Records of labeled boxes:
'''

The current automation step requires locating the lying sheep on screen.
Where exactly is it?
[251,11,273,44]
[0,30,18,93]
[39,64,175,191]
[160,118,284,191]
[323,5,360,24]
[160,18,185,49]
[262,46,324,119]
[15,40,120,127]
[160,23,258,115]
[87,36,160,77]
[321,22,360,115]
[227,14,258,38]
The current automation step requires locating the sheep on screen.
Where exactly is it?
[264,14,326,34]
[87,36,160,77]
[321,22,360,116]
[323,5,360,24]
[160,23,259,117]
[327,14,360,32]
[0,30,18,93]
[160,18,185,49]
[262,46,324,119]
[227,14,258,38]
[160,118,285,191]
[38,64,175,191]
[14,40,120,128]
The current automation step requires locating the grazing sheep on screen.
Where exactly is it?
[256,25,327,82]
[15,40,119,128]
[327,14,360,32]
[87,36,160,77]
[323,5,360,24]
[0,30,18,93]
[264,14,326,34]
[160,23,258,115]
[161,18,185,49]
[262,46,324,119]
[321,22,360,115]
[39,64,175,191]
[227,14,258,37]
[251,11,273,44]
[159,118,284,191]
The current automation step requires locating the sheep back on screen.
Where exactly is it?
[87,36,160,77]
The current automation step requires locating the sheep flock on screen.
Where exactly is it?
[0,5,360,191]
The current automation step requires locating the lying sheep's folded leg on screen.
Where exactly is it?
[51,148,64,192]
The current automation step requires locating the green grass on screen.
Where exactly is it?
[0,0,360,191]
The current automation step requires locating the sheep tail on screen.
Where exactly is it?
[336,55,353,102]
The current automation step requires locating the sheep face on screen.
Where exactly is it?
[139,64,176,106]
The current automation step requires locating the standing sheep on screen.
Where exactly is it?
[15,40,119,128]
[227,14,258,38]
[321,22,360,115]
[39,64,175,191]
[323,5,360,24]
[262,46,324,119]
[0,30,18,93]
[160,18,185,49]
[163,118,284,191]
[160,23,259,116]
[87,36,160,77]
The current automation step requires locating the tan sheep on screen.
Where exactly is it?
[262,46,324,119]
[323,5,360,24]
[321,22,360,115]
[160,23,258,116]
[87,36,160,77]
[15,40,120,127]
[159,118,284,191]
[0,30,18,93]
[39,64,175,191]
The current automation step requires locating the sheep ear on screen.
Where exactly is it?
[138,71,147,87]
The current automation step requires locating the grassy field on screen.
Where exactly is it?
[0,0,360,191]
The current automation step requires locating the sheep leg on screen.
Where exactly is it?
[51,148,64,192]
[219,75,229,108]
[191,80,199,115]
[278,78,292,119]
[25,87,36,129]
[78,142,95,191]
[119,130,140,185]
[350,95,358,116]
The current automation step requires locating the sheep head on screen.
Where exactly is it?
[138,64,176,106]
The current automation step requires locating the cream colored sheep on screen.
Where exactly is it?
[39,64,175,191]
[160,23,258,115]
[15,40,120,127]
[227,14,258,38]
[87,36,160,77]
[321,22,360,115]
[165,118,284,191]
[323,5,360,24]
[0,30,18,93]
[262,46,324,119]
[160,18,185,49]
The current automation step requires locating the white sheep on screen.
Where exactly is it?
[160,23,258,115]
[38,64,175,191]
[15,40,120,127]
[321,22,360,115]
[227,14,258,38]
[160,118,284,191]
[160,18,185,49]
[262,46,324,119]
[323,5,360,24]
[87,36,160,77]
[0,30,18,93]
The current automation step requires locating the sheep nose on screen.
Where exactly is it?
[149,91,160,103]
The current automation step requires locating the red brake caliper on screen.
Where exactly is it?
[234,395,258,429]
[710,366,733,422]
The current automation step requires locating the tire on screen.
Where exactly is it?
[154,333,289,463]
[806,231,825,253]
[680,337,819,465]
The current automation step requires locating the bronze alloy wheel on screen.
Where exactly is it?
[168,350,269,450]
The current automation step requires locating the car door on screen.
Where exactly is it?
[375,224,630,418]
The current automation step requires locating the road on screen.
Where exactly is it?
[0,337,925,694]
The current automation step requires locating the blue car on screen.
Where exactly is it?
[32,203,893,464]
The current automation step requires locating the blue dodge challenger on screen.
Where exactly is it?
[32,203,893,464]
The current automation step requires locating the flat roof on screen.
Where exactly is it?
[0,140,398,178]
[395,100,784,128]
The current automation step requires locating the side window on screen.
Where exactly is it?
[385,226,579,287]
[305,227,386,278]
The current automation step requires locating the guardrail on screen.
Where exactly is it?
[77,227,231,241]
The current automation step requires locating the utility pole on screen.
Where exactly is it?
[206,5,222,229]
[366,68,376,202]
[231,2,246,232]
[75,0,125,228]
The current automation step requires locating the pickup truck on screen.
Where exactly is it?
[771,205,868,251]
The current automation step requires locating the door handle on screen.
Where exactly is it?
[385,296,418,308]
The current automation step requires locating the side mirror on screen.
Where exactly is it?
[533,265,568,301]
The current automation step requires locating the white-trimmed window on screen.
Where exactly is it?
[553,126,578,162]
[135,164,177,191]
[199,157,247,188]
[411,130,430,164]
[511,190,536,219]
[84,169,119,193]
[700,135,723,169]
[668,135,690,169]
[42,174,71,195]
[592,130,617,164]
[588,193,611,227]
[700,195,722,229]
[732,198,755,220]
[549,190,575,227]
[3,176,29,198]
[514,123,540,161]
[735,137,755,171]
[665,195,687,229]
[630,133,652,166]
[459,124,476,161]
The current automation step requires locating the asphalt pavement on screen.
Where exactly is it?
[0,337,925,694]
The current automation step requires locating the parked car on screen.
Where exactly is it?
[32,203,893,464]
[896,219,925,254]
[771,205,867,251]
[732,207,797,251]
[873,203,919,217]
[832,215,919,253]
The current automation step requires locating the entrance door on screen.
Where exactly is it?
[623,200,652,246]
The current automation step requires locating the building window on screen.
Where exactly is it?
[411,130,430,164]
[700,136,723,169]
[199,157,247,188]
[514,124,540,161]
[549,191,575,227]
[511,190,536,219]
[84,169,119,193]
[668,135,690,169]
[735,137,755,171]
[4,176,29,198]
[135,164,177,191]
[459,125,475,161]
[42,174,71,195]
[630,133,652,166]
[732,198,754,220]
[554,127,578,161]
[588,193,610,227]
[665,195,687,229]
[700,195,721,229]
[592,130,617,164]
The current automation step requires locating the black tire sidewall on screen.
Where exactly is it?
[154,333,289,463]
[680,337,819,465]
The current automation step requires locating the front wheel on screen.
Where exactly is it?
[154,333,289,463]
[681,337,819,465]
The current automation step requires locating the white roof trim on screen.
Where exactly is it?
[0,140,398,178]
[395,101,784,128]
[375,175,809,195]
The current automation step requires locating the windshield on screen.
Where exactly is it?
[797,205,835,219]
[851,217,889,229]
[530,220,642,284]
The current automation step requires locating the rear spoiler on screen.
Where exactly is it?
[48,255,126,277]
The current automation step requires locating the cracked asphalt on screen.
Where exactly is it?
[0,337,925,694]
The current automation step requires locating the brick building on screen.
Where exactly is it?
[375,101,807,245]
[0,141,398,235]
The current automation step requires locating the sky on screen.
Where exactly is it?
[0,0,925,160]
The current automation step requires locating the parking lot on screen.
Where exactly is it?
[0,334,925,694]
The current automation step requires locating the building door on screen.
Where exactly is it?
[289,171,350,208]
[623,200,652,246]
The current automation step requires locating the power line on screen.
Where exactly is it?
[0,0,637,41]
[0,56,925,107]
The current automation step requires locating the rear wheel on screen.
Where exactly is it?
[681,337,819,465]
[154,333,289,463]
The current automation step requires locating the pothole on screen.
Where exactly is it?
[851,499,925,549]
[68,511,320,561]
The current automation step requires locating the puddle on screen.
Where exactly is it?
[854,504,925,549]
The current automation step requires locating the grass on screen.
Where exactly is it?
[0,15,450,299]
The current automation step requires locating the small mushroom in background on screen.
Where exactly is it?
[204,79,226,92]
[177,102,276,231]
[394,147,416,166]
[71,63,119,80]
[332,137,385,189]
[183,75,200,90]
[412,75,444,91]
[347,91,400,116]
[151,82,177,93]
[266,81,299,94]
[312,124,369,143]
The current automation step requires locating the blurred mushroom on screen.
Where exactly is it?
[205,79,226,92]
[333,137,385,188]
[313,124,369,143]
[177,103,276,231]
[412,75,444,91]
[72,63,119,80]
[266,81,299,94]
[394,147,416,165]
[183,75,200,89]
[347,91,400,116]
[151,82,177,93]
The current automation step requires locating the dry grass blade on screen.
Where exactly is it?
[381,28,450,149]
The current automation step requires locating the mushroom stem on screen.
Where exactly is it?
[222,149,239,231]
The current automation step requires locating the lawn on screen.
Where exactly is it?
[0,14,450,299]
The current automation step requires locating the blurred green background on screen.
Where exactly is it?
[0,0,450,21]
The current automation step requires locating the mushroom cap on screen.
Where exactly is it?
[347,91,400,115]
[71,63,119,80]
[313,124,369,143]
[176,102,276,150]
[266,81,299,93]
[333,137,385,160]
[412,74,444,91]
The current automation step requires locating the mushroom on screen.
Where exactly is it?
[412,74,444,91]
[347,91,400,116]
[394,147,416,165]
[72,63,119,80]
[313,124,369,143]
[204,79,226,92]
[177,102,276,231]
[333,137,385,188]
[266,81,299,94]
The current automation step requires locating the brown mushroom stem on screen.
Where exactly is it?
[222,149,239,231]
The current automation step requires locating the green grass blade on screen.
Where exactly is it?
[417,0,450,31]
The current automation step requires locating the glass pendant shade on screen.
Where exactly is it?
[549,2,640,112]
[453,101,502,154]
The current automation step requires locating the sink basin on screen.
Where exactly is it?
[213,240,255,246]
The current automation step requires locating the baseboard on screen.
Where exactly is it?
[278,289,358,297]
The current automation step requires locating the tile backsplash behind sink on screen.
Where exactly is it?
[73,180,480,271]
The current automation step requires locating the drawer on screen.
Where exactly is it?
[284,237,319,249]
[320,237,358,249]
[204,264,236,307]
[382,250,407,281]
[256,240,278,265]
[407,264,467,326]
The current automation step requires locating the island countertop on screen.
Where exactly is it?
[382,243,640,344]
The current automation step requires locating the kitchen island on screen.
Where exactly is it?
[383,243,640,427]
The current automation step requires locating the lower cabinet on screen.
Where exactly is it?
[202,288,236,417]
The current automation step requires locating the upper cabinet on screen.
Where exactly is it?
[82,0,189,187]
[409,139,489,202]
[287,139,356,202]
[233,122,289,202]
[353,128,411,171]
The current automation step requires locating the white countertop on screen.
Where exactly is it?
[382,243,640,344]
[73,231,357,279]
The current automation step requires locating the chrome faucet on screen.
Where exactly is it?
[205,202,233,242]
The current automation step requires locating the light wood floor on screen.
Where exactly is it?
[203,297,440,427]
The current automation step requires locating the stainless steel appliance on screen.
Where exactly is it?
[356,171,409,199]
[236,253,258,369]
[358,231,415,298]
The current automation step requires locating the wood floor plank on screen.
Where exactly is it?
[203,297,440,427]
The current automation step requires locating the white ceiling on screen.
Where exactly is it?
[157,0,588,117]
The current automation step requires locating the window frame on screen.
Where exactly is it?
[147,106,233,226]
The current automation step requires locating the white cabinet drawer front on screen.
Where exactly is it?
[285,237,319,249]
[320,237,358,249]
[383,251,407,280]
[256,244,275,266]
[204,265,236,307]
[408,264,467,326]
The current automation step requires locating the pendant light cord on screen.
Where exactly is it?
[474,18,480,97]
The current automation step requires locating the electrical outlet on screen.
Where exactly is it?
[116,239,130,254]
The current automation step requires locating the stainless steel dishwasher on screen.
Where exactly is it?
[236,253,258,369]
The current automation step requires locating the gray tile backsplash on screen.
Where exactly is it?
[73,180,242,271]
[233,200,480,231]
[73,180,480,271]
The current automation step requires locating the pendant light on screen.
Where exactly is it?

'''

Copy the part of the items that opens with the line containing "The current automation step requires locating the guardrail" and closes with the line containing "[75,0,125,228]", substituting "power pole" for "utility pole" and keeping everything else the same.

The current automation step requires locating the guardrail on screen.
Where exactly is it?
[77,227,231,241]
The current automation step requires locating the power pole on screen.
Where exactly is it?
[206,5,222,229]
[366,68,376,202]
[231,2,246,232]
[75,0,125,228]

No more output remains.